• How to complete this task: Each line from the one containing "Could you please point out the vertical" through the end of the entries below must be output exactly; no other line belongs.

• Exercise material:
::::::
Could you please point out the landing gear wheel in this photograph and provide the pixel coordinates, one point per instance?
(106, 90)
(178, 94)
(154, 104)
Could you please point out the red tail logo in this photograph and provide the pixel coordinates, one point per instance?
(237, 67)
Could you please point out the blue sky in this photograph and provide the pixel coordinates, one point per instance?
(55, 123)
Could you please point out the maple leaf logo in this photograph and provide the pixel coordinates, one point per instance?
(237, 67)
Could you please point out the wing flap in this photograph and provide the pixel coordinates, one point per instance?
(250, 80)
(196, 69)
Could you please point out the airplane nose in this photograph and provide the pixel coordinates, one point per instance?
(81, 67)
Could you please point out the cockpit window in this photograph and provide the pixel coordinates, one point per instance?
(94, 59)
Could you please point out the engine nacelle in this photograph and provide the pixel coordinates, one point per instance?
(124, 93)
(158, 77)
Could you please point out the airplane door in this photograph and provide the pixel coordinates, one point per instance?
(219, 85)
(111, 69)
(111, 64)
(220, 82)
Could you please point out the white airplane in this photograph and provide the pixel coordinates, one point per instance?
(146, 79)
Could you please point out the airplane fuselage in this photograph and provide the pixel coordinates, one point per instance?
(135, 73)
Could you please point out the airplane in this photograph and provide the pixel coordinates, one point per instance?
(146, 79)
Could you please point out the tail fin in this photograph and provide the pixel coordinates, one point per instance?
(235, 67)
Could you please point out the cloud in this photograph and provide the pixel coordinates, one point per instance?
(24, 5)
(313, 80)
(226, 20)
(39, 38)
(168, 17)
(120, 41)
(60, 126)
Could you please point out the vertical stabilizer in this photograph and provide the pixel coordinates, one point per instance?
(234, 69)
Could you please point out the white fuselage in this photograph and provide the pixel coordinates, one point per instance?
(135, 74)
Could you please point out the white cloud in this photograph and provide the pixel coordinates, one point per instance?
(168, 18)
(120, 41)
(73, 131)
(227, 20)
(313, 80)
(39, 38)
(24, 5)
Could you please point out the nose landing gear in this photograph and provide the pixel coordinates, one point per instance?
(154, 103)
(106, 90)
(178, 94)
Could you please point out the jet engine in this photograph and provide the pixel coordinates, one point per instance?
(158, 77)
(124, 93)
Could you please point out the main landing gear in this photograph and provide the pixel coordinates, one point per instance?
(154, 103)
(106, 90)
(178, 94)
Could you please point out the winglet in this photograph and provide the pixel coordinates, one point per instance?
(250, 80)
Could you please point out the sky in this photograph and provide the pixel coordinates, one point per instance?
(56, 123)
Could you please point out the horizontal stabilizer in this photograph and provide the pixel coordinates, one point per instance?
::::::
• Answer to this task:
Could you please point out the vertical stabilizer in this photograph and provide the pixel coordinates, one point per instance?
(234, 69)
Could you please point out the white fuselage in this photograph and provide the pixel coordinates, one point per instance?
(135, 74)
Could you please point out the white cloud in this photograph and provide the pixel coordinates, one point per instance?
(168, 18)
(120, 41)
(73, 131)
(227, 20)
(313, 80)
(39, 38)
(24, 5)
Could you please point out the nose landing gear in this photograph and provide the pixel coordinates, one point per instance?
(154, 103)
(106, 90)
(178, 94)
Could you please point out the jet engine in this photograph and provide the pixel coordinates, one point per instance?
(158, 77)
(124, 93)
Could you please point out the main landing gear in this photograph and provide the pixel coordinates, one point per instance?
(154, 103)
(106, 90)
(178, 94)
Could you please point out the winglet in this photograph and provide the pixel coordinates, one point per instance?
(250, 80)
Could you please point out the sky in this photograph and provide the pixel coordinates, one point per instance?
(56, 123)
Could you please point out the horizontal stabilizer in this photograph and provide the pixel coordinates, one point per instance?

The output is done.